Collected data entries
- Opening Delimiter -

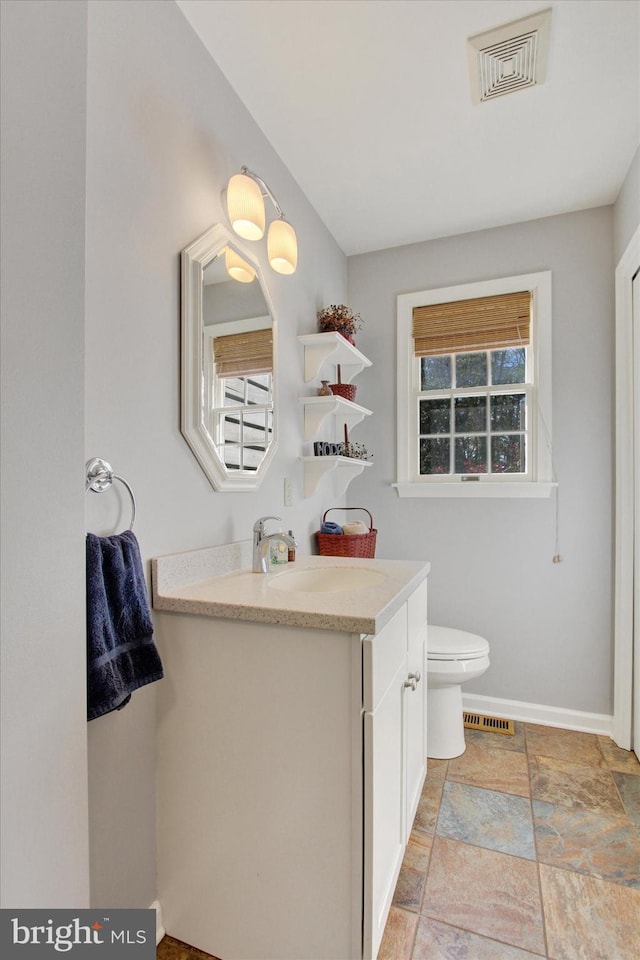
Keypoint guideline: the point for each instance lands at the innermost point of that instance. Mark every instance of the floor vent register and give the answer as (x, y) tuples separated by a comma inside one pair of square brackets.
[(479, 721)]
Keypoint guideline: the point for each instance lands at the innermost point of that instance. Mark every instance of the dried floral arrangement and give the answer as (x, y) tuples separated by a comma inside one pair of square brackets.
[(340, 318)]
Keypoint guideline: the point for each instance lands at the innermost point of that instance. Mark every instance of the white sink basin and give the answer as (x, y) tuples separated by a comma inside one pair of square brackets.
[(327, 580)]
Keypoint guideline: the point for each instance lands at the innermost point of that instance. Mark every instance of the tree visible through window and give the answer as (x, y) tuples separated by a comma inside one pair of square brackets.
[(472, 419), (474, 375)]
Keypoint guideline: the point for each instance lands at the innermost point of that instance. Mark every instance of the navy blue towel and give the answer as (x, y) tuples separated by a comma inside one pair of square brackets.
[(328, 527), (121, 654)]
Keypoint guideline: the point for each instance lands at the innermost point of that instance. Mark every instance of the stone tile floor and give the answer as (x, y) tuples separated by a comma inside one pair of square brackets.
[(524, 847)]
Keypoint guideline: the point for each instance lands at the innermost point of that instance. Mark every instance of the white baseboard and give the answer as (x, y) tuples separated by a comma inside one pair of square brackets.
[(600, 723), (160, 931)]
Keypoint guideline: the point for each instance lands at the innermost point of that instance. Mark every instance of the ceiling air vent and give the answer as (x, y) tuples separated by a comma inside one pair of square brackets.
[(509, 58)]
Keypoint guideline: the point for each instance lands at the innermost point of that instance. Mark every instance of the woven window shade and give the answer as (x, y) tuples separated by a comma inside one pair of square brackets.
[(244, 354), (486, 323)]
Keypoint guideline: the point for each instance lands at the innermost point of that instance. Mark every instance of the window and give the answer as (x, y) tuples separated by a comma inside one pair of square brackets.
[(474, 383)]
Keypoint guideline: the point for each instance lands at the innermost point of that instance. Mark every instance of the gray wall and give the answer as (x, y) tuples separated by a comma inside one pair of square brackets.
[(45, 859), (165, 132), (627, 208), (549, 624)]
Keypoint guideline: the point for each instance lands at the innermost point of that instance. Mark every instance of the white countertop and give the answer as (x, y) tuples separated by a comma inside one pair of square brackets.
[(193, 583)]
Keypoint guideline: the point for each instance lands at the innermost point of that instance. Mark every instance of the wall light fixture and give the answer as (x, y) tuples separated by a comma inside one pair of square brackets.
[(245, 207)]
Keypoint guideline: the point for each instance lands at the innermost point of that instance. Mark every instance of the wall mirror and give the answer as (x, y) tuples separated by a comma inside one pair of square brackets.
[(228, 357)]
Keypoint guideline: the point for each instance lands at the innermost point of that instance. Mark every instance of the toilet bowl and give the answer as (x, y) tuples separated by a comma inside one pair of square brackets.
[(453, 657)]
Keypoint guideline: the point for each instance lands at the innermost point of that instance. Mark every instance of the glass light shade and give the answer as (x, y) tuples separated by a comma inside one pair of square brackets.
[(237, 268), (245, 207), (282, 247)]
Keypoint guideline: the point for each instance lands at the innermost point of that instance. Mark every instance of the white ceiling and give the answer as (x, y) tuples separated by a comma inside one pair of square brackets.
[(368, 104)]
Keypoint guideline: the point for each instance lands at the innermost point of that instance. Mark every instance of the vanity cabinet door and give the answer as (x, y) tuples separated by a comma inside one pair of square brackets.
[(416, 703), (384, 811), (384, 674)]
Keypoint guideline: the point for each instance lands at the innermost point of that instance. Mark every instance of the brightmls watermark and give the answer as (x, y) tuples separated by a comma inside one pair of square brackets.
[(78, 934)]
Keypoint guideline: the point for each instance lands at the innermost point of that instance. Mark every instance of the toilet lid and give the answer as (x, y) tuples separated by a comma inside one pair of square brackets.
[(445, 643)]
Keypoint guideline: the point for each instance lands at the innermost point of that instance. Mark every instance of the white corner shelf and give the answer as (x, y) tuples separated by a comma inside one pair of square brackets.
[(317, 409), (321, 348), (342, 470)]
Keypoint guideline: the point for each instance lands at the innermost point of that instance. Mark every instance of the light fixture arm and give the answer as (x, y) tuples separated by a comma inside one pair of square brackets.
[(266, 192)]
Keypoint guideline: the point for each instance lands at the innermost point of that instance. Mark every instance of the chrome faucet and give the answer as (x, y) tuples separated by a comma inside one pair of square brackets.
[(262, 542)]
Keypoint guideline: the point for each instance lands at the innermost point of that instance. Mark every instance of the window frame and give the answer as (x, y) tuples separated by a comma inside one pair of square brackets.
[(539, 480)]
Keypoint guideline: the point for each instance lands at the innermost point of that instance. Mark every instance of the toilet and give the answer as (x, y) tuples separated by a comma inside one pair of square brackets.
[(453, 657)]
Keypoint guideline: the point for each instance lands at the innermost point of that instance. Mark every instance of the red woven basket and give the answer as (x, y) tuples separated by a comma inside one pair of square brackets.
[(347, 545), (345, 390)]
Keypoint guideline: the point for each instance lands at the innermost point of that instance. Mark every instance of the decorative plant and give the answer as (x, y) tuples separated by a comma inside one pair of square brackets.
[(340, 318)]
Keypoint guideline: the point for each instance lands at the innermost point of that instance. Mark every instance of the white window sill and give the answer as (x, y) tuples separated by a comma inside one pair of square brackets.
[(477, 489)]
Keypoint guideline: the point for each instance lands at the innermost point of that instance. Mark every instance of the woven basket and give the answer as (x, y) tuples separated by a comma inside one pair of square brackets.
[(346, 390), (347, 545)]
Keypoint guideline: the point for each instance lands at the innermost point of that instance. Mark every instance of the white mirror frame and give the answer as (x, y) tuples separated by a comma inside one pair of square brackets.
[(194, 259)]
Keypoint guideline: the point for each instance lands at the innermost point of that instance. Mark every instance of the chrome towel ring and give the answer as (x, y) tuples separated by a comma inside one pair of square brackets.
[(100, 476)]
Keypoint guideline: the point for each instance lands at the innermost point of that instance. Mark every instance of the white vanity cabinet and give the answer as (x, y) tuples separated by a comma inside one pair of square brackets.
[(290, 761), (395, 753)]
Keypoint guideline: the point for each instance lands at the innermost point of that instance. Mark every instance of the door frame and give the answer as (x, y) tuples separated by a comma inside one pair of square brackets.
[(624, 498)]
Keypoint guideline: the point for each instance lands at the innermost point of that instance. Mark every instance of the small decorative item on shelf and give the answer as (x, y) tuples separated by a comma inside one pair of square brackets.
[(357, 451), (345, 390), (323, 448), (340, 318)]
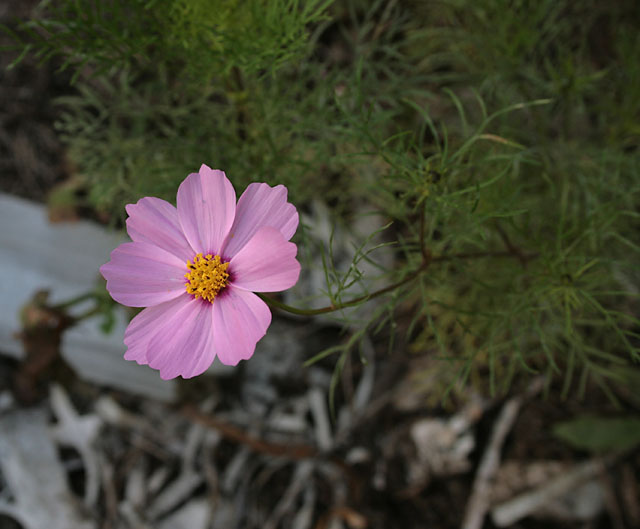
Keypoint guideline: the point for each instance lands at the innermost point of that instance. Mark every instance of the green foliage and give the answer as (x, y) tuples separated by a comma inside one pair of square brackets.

- Closing Delimiter -

Give back the entries above exactly as they stand. Leave the images out.

Keypoint guideline: the point for each instance lands at the innermost point of that instance. Mark every instance of the floor vent register and give the answer as (x, y) tuples separated by a comma inside one pair of square brackets.
[(479, 721)]
Keypoint guideline: the point for each instance lands at the innermost point of that instance. Mark every instance of the dried floral arrangement and give the answer as (x, y) tuples separated by a comma inside one pair of square brackets.
[(340, 318)]
Keypoint guideline: the point for each instance lands at the innermost point of that instance. Mark every instance of the white sink basin and give the answer as (x, y) tuples separated by a comma inside one pair of square brackets.
[(327, 580)]
Keypoint guideline: the point for each instance lands at the innermost point of that instance. Mark every instance of the tree visible through window and give the answer as (x, y) tuples separated by a comma inside one pair of square brackets.
[(472, 419), (474, 375)]
Keypoint guideline: the point for each instance lands at the innermost point of that instance. Mark every instance of the navy blue towel and give the answer as (x, y) tuples separated by a comma inside one pair of square brackets.
[(328, 527), (121, 654)]
Keypoint guideline: the point for each instance lands at the innermost point of that instance. Mark every instance of the stone tile floor and give the answer as (x, y) tuples separated by a comma inside one pair of square brackets.
[(524, 847)]
Keypoint guideline: the point for each instance lands at the innermost point of that instance. Mark every instance of the white baseboard and give the answer as (x, y) tuples separated by a comma inside one pair of square brackets.
[(600, 723), (160, 931)]
Keypoint guideline: the point for each instance lands at the innermost point of that instance. Mark every instance of the ceiling air vent and give the answer as (x, y) tuples separated by a comma inside one pair of square brackets.
[(509, 58)]
Keypoint guideline: the point for each instance lands at the innermost point of that instance. Mark every instance of the woven window shade and give the answer as (x, y) tuples separated by a comma inside one pair of square brackets.
[(244, 354), (486, 323)]
Keypoint guideline: the point for each instance lands at the innermost point of that instance. Mark every instance of the window and give the answer as (x, y) tuples separated by a comma inside one pair of square brackets.
[(474, 383)]
Keypoint guideline: the point for each instance lands at the innermost point of that instance. Mark every instance of the gray wall and give the answer as (x, y) tuples separated by a comma inside one pair of square brackets.
[(45, 859), (165, 132), (627, 208), (549, 624)]
Keypoint guideline: the point for each instance lands at the innermost point of that instance. Mark every instance of the white countertop and give the answer as (x, y) tuples separated by a comma inside one pair of square brackets.
[(193, 583)]
Keypoint guideline: the point for each instance lands at the innermost point of that instance. Mark every instance of the wall light fixture and give the answer as (x, y) tuples separated by a comma inside one pair of square brackets.
[(245, 207)]
Keypoint guideline: the point for each instance lands at the innermost point of that instance. Mark every instance of the wall mirror and give the answer as (x, y) tuples separated by a comma inside one pair of square brackets.
[(228, 357)]
Keypoint guideline: the point for each instance lands at the innermost point of that instance. Mark every instance of the toilet bowl and give the answer as (x, y) tuples separated by a comma inside one pair of square brackets.
[(453, 657)]
Keypoint guideline: the point for each instance lands at the innermost point of that instance. Mark every instance of the glass light shade and give the answer as (x, y) tuples separated by a comma inside one pair of square brackets.
[(237, 268), (245, 207), (282, 247)]
Keypoint guideline: the point for each instance lands at the innermost point of that instance. Mark every instance of the white ceiling and give the answer as (x, y) tuples separated by a comma inside one pair of square brackets.
[(368, 104)]
Keypoint guideline: the point for each instance lands at the innermost point of that instance. Mark every instance of the vanity cabinet door and give the answer as (x, y) tuples separated by a comma inside one pair of square brackets.
[(416, 703), (384, 811), (384, 674)]
Keypoint guideline: the point for each instance lands at the innermost point of that instance. Mark every instance of the brightmls watermark and give the answer as (x, y) tuples separated by a comma inside one pair of square brackets.
[(78, 934)]
Keypoint guideline: the point for each instance lands at the innermost point of that instance. Mark every instance of the toilet lid and give the answer as (x, y) tuples separated by a comma inside one pair of square brackets.
[(445, 643)]
Keypoint guideline: the point for each instance lands at the innermost point of that instance. Mark every instance of the white corner shelf and give the answer as (x, y) tuples separated by a comma inside one pair of square brackets.
[(317, 409), (321, 348), (342, 470)]
Keypoint guideline: the point for each instance lands at the innermost point of that instance. Mark every instance of the light fixture arm and give the answer as (x, y) tuples separated by a comma inside one pair of square brackets.
[(266, 192)]
Keypoint guideline: the point for each instance lands at the innermost point of that instance. Mark every instance of the chrome faucet and give the answer as (x, y) tuples separated by a comma inside one pair of square brackets.
[(262, 542)]
Keypoint guideline: the point for each instance lands at the innermost point of that instance. Mark every instance of the window frame and give the answer as (x, y) tuples separated by a comma inside one pair of square brackets.
[(539, 480)]
Keypoint guideline: the point for each instance lands at the innermost point of that instance. Mark every instance of the toilet and give the answer as (x, y) tuples separated by a comma inside one pair of square brackets.
[(453, 657)]
Keypoint guideline: the point for each instance lands at the innermost point of that instance. Mark every instance of the red woven basket and give the answer as (x, y) tuples separated by a comma inside one pair of square brackets.
[(347, 545), (345, 390)]
Keypoint guideline: the point for each instance lands at the innermost point of that instance. Mark every instance of the decorative plant and give the answer as (x, y) tuples separated by a comma inside one pair of square brackets.
[(340, 318)]
Keypoint guideline: the point for each instance lands at the innermost point of that instance. Mark every instance of the white window sill and give the answer as (x, y) tuples separated by a comma inside one pair of square brackets.
[(477, 489)]
Keypoint guideline: the point for each instance lands at the innermost point of that instance. Mark every instance of the woven basket and give the answer as (x, y) tuples separated by a comma inside one pair of square brackets.
[(346, 390), (347, 545)]
Keypoint guideline: the point for each instance lands at the innermost point of that instance. Mark every instance of the white mirror frame and give the answer as (x, y) tuples separated by a comma inside one pair of square brackets.
[(194, 259)]
Keypoint guideline: the point for each instance lands at the innermost point of that instance. Mark every instance of the chrome towel ring and give the answer as (x, y) tuples separated by a comma inside one pair of square brackets.
[(100, 476)]
Keypoint guideline: the point for each instance lands at the innermost point of that instance. Mark every instance of the white vanity cabinet and give the answer as (x, y) tuples separated by a comma inside one pair of square brackets.
[(290, 761), (395, 753)]
Keypoint guideline: the point for each instance lands at the innermost point of that instance. Mark every instance of the door frame and give the answer as (x, y) tuples separated by a comma inside one pair of square brackets.
[(624, 498)]
Keypoint guideline: the point for each instance lands at the innermost point of that instance. Mark every instance of the small decorative item on shelf and give the answer as (x, y) tuples separated by a comma inside one pair of square brackets.
[(357, 451), (345, 390), (323, 448), (340, 318)]
Keypoint guideline: the point for each instance lands at the innermost point of that instance. Mark every instance of the green foliage and give the answer as (x, y) tuples separated by a comma inside one pair of square brackets.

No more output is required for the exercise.